»»

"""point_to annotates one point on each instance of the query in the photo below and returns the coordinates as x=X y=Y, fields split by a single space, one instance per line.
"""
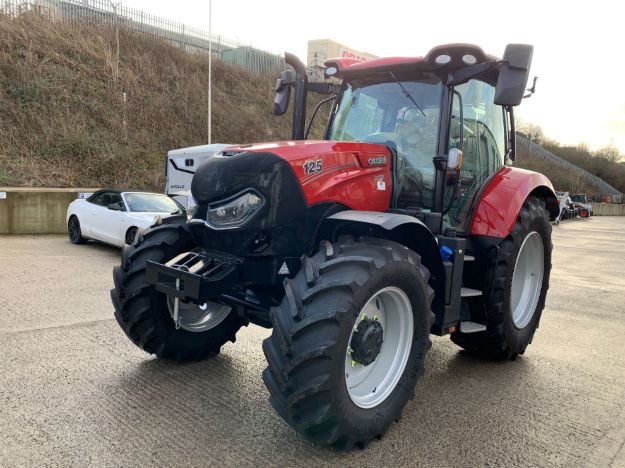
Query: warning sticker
x=284 y=269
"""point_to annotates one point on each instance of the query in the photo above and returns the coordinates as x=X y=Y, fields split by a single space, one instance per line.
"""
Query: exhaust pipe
x=301 y=91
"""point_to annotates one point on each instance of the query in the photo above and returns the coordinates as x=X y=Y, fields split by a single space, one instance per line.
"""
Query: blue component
x=446 y=253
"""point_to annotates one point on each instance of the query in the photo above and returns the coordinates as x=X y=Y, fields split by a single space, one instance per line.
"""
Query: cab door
x=482 y=140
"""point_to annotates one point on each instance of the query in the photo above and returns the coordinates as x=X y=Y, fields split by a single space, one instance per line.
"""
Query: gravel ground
x=75 y=392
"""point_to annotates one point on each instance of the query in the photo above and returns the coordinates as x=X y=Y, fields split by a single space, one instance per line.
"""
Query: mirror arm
x=315 y=113
x=462 y=75
x=531 y=90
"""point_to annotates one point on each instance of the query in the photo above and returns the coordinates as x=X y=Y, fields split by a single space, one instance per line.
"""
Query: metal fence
x=105 y=12
x=602 y=186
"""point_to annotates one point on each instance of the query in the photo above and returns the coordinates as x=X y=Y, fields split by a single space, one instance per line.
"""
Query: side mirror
x=513 y=74
x=283 y=92
x=454 y=159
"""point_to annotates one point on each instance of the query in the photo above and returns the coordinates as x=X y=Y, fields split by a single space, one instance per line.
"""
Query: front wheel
x=147 y=316
x=516 y=298
x=349 y=341
x=74 y=232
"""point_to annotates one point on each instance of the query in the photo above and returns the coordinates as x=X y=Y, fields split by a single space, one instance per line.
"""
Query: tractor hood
x=298 y=149
x=354 y=174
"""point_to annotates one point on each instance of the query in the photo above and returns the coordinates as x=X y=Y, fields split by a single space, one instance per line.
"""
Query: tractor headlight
x=235 y=212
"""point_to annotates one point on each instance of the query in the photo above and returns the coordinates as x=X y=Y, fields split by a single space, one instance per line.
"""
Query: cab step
x=471 y=327
x=468 y=292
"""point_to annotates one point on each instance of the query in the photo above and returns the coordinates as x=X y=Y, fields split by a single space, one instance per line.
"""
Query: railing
x=537 y=150
x=107 y=13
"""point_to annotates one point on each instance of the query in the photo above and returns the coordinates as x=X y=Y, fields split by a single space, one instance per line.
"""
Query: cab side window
x=483 y=146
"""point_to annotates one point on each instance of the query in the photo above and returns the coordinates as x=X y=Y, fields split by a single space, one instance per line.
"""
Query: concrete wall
x=608 y=209
x=34 y=210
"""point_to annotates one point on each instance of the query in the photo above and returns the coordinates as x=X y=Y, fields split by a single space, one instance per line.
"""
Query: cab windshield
x=402 y=114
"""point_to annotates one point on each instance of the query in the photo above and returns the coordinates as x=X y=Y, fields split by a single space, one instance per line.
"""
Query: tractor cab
x=446 y=118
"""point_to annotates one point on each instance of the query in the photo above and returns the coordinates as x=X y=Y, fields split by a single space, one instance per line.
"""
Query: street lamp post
x=210 y=60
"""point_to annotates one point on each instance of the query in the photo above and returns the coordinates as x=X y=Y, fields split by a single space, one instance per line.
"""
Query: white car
x=114 y=216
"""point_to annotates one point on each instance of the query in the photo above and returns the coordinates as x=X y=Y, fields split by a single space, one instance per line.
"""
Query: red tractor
x=406 y=220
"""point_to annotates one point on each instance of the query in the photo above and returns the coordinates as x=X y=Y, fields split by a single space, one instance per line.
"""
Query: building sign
x=346 y=53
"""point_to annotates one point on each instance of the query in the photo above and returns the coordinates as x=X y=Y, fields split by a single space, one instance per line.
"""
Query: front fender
x=501 y=201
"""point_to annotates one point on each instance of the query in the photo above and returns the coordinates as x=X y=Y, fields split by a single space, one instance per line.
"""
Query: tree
x=609 y=153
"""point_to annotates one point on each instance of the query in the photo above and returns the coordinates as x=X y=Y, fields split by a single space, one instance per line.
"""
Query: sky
x=578 y=46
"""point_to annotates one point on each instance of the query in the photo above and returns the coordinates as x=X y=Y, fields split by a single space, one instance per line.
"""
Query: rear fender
x=399 y=228
x=501 y=201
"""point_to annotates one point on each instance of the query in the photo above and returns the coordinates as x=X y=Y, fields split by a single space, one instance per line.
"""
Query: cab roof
x=351 y=67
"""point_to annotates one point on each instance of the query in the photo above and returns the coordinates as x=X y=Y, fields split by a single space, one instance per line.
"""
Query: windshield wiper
x=406 y=93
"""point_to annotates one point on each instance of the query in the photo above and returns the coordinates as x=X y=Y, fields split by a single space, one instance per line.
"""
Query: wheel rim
x=527 y=280
x=74 y=229
x=198 y=318
x=369 y=385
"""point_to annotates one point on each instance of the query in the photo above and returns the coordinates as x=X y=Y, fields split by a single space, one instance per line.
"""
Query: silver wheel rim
x=74 y=229
x=199 y=318
x=368 y=386
x=527 y=279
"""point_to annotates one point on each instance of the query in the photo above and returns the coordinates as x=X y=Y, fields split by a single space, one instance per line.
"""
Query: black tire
x=502 y=339
x=130 y=235
x=74 y=232
x=311 y=329
x=142 y=311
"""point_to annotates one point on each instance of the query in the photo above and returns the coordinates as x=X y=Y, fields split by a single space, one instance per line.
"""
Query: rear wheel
x=74 y=232
x=517 y=295
x=146 y=315
x=349 y=341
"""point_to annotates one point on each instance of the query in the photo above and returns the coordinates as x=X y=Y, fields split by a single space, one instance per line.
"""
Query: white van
x=181 y=166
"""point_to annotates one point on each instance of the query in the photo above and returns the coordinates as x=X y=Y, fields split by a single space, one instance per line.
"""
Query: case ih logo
x=377 y=161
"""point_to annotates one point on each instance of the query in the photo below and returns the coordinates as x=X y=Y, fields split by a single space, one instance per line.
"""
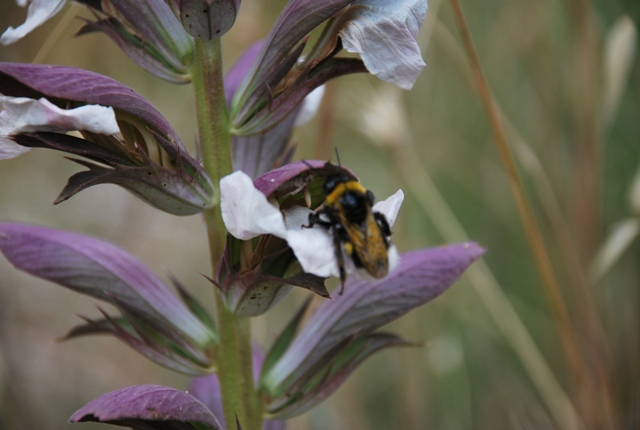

««

## TASK DESCRIPTION
Repeat, word for word, each of the records, omitting any image they hold.

## REPLY TO THE TASK
"""point_to annotates one point on each instance of the query in the photo below and returns the coordinates as x=X y=Y, fields split by a single space, one instance per line.
"""
Query: warning sticker
x=284 y=269
"""point_to annotates one point on each instance of the query in the photo above and returns the coordinates as x=X y=Y, fields split by a single space, one instance per line.
"""
Query: exhaust pipe
x=301 y=91
"""point_to annotates one point on each instance of the query in the photo above and returns the coordinates as x=X y=Y, fields split by a single space, one instance per line.
"""
Query: blue component
x=446 y=253
"""point_to annotates one point on each instance of the query in the photo above and returns the coordinates as x=X y=Y, fields split by a single space, one instance per line.
"""
Query: cab door
x=482 y=140
"""point_to annotates one point on each instance of the query in the photo above and returns the coordinates as x=X y=Y, fields split by a single space, one instance per line.
"""
Query: gravel ground
x=75 y=392
"""point_to annotates one point on each instance of the query in the photo above and returns the coordinates as x=X y=Y, fields split by a single space, one instance per line.
"""
Query: mirror arm
x=315 y=113
x=462 y=75
x=531 y=90
"""point_to annotates one point on each instance of the query in the photo above and returns the coordinates as x=X y=Y, fields split by a single space, one instance per line.
"""
Query: metal fence
x=105 y=12
x=602 y=186
"""point_to annotates one point on each instance of the query in the photo above and returns the coordinates as x=X y=Y, fields split by a single space, one instance per line.
"""
Query: side mirror
x=513 y=74
x=283 y=92
x=454 y=159
"""point_to annotates one point on each instance of the query in the photo above and returns the coordinates as x=X y=Y, fields split by a single space, one instance per line.
"""
Query: front wheel
x=147 y=316
x=516 y=298
x=349 y=341
x=74 y=232
"""point_to annotates one point on each instance of the query in the photo above and returns the coordinates as x=X y=Y, fields split by a single space, one instance per line.
"""
Query: tractor hood
x=298 y=149
x=354 y=174
"""point_to annotates one point on each instance of the query in the photo above and returns the coordinates as x=X y=Y, fields split by a single space, one instance per line.
"""
Query: tractor headlight
x=235 y=212
"""point_to annotates one point on each instance of the query in the photo above and returns the coordinates as x=X y=Y, fields split by a single space, one instance per line.
"""
Query: cab step
x=471 y=327
x=468 y=292
"""point_to annotates one point on each instance of the query in the photo above and returns the coordinates as x=X y=Y, fields split by a single space, one instance per line.
"""
Query: railing
x=537 y=150
x=107 y=13
"""point_to annotates one point on each instance of the query in the photo above and returns the coordinates as x=X y=Y, fields split by a single space, one instance per line.
"""
Query: cab side window
x=483 y=146
"""point_to annotates one point on each instance of the query in the photo above and returns the coordinates as x=X y=Y, fields split by a single space, one instance per line.
"""
Query: concrete wall
x=608 y=209
x=34 y=210
"""point_to annotates one point on each instance of the query in the photo above and returns the coordinates as x=X y=Y, fields split by a single space, one instance per line.
"""
Query: cab windshield
x=402 y=114
"""point_to annotates one point on each instance of the query in the photo above and returns the coordinates as x=X y=Y, fields split by a single space, one instance per line.
"""
Query: tractor cab
x=446 y=118
"""point_to annotates one point on each instance of the query in the photo above and returns the coordinates as x=X y=Y, fields split by a single space, one instance per line.
"""
Query: street lamp post
x=210 y=60
"""point_to annotates one point on each instance of the query in the photo above and returns the coordinates as x=X y=Y, fields split by a single space, one instance per line.
"""
Query: white car
x=114 y=216
"""point_to annotates one point on each instance of the query in the photo above and returns the coordinates as x=X y=Y, fields split by a single space, one instance per line.
"""
Query: red tractor
x=406 y=220
"""point_to annotates one point on each instance of the query in the photo above and returns the coordinates as x=X y=Y, fields split by a single space, one instance per line.
"""
Query: building sign
x=346 y=53
"""point_to annotates one point on each instance of the query in the photo above and returns the coordinates as x=X y=Y, fields split by a single space, one instance per line.
"""
Query: front fender
x=501 y=201
"""point_to annotates one point on each instance of the query in the photo above and returns the coordinates as x=X y=Y, fields split by a single space, one instance per line.
"""
Query: tree
x=609 y=153
"""point_to annotates one point on each instance of the query in the photo above and returns the coordinates as x=X y=Y, fields split by a single space, one instance per line.
"""
Query: sky
x=578 y=46
"""point_to annotates one point on each instance of the query in the photo above and returns the coordinates as x=X y=Y, fields split by a single space, one instance per line.
"""
Query: rear fender
x=399 y=228
x=501 y=201
"""point_to annotates one point on each instance of the query in the photo above and returns the coordinates as x=X y=Y, fields split by a single space, one instance per line.
"""
Query: cab roof
x=351 y=67
"""point_to annotates one point on each instance of the query in the photo above and returns the coordinates as x=X y=Y, fields split by a single space, one instance per line.
"""
Query: windshield wiper
x=406 y=93
"""point_to annotates one point on each instance of the query in the photo above and returns the coordinates as x=X y=Y, fields split by a single space, one instance per line.
"""
Query: wheel rim
x=527 y=280
x=74 y=229
x=198 y=318
x=369 y=385
"""point_to annotates one point on each instance of the query in the photo above and returns the coordinates as x=X y=Y, fields split by a single space, one instance per line.
"""
Query: silver wheel rim
x=74 y=229
x=199 y=318
x=368 y=386
x=527 y=279
"""point_to annotates one point on each instance of the query in the photo above and returns the coordinates as x=X y=Y, fields split by a single space, one instance per line.
"""
Query: black tire
x=502 y=339
x=130 y=235
x=74 y=232
x=311 y=329
x=142 y=311
"""point_to annotates one point on each instance of the query in the photo above and returns the coordinates as x=X y=Y, fields split by a single space, one instance per line.
"""
Query: rear wheel
x=74 y=232
x=517 y=295
x=146 y=315
x=349 y=341
"""point_to annotates one point on each instance of the query in the photo above and returns the coordinates as x=X y=Y, fields split by a single space, one instance per line.
"""
Query: white van
x=181 y=166
"""point_to annotates one point on each instance of the query in the photo above and returns the coordinates as x=X y=Y, fields split by a single space, one instance per line.
"""
Query: case ih logo
x=377 y=161
"""point_to annotates one point on each instance of the query in the photo below and returns the coordinates as x=X y=Y, fields split by a single space, one instance per line.
"""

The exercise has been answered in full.